WHAT TO DO —
Answer from the passage on Milvus:
(a) What did the previous tutorial compare vector databases to?
(b) In what year and at which company did Milvus development begin?
(c) When was Milvus open-sourced, and under which license?

SELECTED PASSAGE —
In the previous tutorial, we took a quick tour of vector databases and listed the features an ideal vector database should implement. We then compared vector databases to vector search libraries[1] and vector search plugins[2]. Through example code, we found that neither vector search libraries nor vector search plugins fulfill all of the features required to store, index, and search across large datasets of unstructured data. This prompted us to go over some of the technical challenges vector database developers face.
Milvus history
Milvus development began in 2018 at Zilliz, making it the world's first open-source vector database. Milvus' initial conception was infrastructure which could be used to build and scale search applications; as such, Milvus was initially intended to be a Google/Bing for unstructured data. Although vector indexes and search strategies were prevalent at that time, vector databases were still a relatively unknown concept. During this process, the Milvus community discovered that Milvus had the potential to be significantly more than what we originally intended it to be.
As we developed Milvus, we refined the concept as a combination of search, storage, and indexing, making it a full-fledged managed database. In November of 2019, we open-sourced Milvus under the Apache 2.0 license and released to the general public as the first widely available vector database solution. Milvus during its v0.6 release was mostly single-instance and supported only a handful of indexes.

SOURCE DATA —

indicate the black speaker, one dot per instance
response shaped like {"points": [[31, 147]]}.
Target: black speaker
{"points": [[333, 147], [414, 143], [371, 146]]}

SOLVED EXERCISE —
(a) Vector search libraries and vector search plugins.
(b) 2018, at Zilliz.
(c) November 2019, under the Apache 2.0 license.